[Image object location entries]
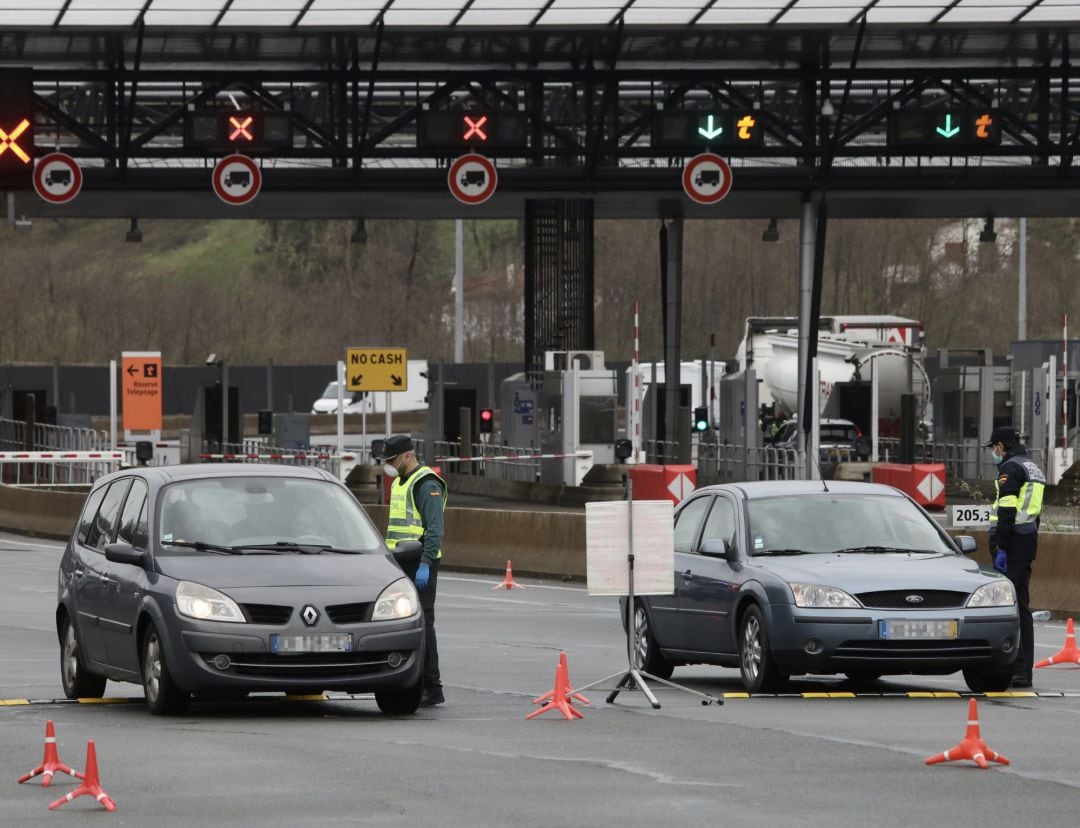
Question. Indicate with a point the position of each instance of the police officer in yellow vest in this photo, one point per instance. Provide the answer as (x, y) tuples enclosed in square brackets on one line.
[(1014, 532), (417, 501)]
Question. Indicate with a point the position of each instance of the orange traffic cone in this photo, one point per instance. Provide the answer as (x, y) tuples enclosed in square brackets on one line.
[(972, 747), (551, 693), (91, 786), (52, 761), (508, 582), (1068, 654), (559, 696)]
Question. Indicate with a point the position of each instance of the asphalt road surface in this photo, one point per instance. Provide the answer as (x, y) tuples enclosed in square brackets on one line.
[(825, 754)]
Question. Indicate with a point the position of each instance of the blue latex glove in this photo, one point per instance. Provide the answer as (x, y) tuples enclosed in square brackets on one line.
[(1001, 561), (423, 572)]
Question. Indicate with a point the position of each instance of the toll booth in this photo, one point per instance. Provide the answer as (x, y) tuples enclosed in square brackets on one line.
[(517, 401), (971, 396), (577, 411)]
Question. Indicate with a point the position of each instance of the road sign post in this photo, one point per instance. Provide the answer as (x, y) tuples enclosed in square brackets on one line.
[(140, 384), (706, 178), (57, 178), (472, 178), (237, 179), (376, 369)]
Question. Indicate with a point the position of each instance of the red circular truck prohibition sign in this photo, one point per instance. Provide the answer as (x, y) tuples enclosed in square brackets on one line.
[(706, 178), (237, 179), (57, 177), (472, 178)]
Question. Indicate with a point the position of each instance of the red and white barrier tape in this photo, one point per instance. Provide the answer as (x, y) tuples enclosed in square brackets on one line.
[(301, 456), (582, 455), (44, 457)]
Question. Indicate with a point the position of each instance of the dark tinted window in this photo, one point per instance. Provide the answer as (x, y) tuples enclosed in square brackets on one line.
[(134, 508), (105, 525), (89, 511), (688, 521), (721, 523)]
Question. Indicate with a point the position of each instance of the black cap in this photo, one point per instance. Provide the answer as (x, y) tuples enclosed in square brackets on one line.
[(1004, 434), (392, 446)]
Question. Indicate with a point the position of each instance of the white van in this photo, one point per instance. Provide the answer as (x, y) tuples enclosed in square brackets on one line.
[(410, 399)]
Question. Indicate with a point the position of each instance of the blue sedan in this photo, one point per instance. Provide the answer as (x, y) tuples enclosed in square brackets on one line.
[(792, 578)]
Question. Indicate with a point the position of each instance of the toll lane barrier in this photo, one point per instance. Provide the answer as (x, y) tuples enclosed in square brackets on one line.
[(550, 544)]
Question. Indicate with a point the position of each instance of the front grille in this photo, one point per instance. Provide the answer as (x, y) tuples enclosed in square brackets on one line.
[(896, 599), (925, 650), (306, 667), (349, 613), (267, 613)]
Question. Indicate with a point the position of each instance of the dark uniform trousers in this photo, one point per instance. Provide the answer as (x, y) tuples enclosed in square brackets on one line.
[(431, 677), (1021, 556)]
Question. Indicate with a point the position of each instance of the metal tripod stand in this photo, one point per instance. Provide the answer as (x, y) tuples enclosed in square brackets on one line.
[(633, 678)]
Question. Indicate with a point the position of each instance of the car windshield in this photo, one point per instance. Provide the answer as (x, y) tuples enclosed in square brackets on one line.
[(840, 523), (244, 511)]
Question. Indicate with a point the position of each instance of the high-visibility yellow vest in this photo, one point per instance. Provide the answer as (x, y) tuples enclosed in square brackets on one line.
[(1028, 503), (405, 521)]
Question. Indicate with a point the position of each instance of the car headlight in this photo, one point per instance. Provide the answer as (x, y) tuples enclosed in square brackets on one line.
[(822, 597), (998, 593), (399, 600), (198, 601)]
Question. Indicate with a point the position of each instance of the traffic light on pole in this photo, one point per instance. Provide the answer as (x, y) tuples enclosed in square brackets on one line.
[(701, 419), (16, 129)]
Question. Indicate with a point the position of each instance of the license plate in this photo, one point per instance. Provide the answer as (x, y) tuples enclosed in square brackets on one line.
[(326, 642), (905, 630)]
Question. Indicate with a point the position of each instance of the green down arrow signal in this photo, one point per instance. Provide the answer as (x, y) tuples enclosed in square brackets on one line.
[(949, 131), (709, 132)]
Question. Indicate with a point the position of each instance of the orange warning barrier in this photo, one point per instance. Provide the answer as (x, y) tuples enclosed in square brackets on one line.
[(52, 761), (1067, 654), (559, 696), (91, 785), (972, 747), (551, 693), (508, 582)]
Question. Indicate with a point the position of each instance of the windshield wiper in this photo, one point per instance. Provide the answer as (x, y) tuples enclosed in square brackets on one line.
[(302, 548), (879, 550), (203, 546)]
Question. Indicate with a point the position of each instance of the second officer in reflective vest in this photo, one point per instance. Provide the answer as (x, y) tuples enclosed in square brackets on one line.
[(1014, 532), (417, 501)]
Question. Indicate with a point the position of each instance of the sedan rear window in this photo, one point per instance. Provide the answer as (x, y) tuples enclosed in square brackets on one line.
[(831, 521), (244, 511)]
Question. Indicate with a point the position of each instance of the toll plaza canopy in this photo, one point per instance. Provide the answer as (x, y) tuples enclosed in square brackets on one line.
[(359, 108)]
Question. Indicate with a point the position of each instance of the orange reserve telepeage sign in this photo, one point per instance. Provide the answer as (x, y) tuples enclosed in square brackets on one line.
[(140, 371)]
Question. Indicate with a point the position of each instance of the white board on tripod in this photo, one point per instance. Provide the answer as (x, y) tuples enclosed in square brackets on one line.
[(607, 544)]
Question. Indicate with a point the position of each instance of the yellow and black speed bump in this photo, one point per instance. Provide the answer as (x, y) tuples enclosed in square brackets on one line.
[(726, 696)]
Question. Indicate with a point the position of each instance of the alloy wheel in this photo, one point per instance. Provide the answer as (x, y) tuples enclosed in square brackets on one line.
[(752, 649)]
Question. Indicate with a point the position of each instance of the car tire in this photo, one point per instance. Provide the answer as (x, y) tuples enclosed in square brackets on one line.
[(400, 701), (984, 679), (756, 665), (162, 695), (647, 655), (78, 681)]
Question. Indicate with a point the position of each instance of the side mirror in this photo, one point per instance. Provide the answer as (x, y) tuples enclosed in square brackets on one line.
[(124, 553), (967, 543), (717, 547)]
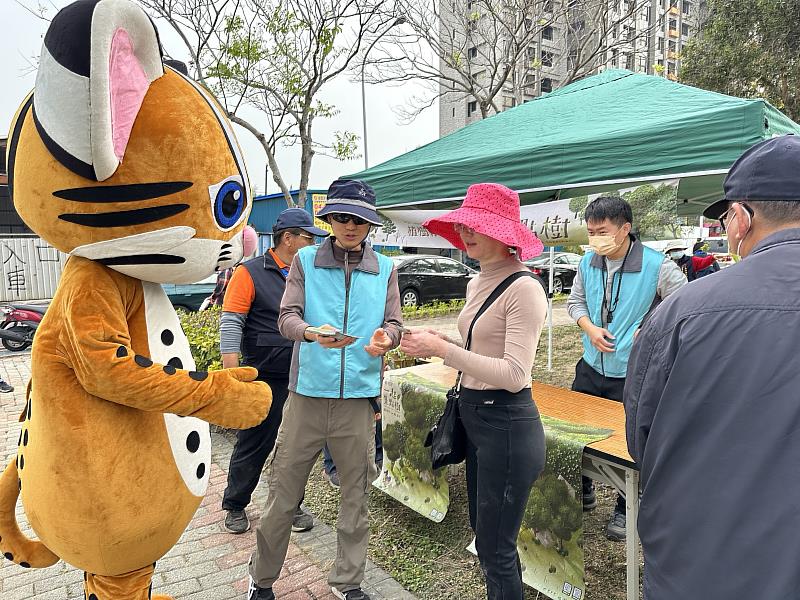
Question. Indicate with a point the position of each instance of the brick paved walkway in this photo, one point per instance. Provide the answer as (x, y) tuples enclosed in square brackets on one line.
[(206, 563)]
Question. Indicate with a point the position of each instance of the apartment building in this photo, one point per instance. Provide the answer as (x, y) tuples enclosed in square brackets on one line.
[(647, 38)]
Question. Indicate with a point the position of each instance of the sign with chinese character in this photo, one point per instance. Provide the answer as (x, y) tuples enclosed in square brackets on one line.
[(317, 202), (554, 222)]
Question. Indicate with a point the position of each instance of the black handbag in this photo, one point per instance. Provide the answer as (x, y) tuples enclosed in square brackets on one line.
[(447, 439)]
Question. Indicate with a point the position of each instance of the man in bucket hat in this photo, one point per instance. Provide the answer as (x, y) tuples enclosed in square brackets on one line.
[(249, 323), (616, 284), (343, 287), (719, 449)]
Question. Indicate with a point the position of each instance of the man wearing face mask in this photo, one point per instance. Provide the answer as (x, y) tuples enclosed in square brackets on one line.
[(718, 449), (617, 283)]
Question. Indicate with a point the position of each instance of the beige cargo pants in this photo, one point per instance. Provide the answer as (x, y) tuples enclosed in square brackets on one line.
[(348, 427)]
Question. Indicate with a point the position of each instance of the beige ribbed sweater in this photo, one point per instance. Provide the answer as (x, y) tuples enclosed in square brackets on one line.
[(505, 337)]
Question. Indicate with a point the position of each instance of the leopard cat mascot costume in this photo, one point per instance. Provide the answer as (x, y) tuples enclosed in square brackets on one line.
[(132, 169)]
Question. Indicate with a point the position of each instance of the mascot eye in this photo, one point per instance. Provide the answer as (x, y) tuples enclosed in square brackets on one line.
[(229, 204)]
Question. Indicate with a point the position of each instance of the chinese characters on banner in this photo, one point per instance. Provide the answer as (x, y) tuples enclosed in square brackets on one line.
[(554, 222), (29, 269)]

Task to complete.
Write out the lines again, starting at the one containing "the toll lane" and ending at the one containing "[(701, 419), (16, 129)]", with their requests included. Add 72 to every coordinate value in the answers.

Right answer.
Question. Indicate with a point the position of each instance of the toll lane barrier in this photo, one point per instance. Provide the answer as (x, y) tuples enclosed in square brackets on one line.
[(622, 616)]
Question. Indicate with a point the position of each instance of the front grille in this photo, one point per instance. Provide the answer as (x, y) tuples enclosed in square brackets on one line.
[(968, 671), (997, 722), (378, 739), (421, 685), (339, 685)]
Question. Indicate with a point the position of each instance of the dark uniform trousers in this photo, one point per instance. Provide the answer as (x, y) tuples enclosed in square brackets on one line.
[(503, 749), (1093, 628)]
Question. Indicate with a point the position of each instance of the metal tripod stand in this photo, one point per instance. Provide the answer as (x, y) tuples enclosed in square brackets on one line.
[(705, 750)]
Question. Indicate with a point the position of each instance of the car windshield in this photo, one point per instance. Provide the answer as (x, y) tuples enclosed in square brackets on one line.
[(912, 595), (316, 583)]
Question. Indicate with a point the position of each instance of the high-visibility yellow vest in this photo, one point per instance. Provide the answer as (x, y) tuples enclosed in square brackets on one line.
[(1100, 575), (477, 593)]
Question. Indicate with a point the position of each instance of the car headlight in this photo, one point per instance. Provide the answer as (x, y) tuples enclosed in square brackets on one line.
[(894, 669), (1070, 665), (471, 672), (270, 673)]
Question. Indicate with a point the position of each instance of the traffic light on pole in this photo, one point per instance. Provide the answer as (x, y) tuples enclosed in square brackets on one line.
[(773, 491), (88, 201)]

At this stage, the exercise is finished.